§ WHAT IS BEING ASKED
Beginning at the line that includes "of the man's", print each remaining line of the data word for word. Output nothing else.

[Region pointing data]
((

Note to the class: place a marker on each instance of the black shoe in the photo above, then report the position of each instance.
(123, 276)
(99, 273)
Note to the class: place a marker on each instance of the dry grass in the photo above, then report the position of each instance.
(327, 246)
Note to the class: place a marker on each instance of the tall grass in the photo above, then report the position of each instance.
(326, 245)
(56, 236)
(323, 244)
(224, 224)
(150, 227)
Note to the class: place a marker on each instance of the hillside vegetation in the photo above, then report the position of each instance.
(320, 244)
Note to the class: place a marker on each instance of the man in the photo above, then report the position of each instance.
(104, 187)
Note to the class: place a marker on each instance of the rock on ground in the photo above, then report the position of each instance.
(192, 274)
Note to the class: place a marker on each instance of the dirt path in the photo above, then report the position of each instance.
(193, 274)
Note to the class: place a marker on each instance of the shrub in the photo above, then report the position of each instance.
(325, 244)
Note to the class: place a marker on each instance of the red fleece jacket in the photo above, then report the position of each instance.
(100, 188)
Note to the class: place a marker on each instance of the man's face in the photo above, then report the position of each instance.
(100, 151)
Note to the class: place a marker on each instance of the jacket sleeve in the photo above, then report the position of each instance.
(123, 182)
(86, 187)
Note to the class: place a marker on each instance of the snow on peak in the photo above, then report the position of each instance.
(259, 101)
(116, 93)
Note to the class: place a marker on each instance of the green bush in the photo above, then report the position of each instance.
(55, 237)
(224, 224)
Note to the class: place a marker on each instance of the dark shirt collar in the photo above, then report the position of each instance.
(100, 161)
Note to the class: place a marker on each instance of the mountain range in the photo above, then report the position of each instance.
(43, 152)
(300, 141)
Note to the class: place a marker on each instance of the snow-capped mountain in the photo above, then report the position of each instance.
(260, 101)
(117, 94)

))

§ RESULT FOR THIS EXERCISE
Note to the class: place a marker on each instance of the man's face in the photo above, then report the position of each instance.
(100, 151)
Note to the class: place a marker on each instance of the jacket sleeve in the photo above, then report the position of each instance.
(123, 182)
(86, 187)
Note to the class: place a marker on each instance of the snow on peak in the photo above, then report the position of each instance.
(259, 101)
(116, 93)
Note to the class: place a marker on each instance of the green bush in the photo above, then report the position of each instance.
(55, 237)
(224, 224)
Note to the class: place a marker on each instance of the dark shirt collar in the photo above, then report the position of each instance.
(100, 161)
Note to the class: place a marker on each instance of the mountain range in the photo above, then report the position of each instance.
(43, 152)
(300, 141)
Note to the class: place a marker on each instance of the snow-capped mountain in the photo above, then report the position of each instance.
(260, 101)
(117, 94)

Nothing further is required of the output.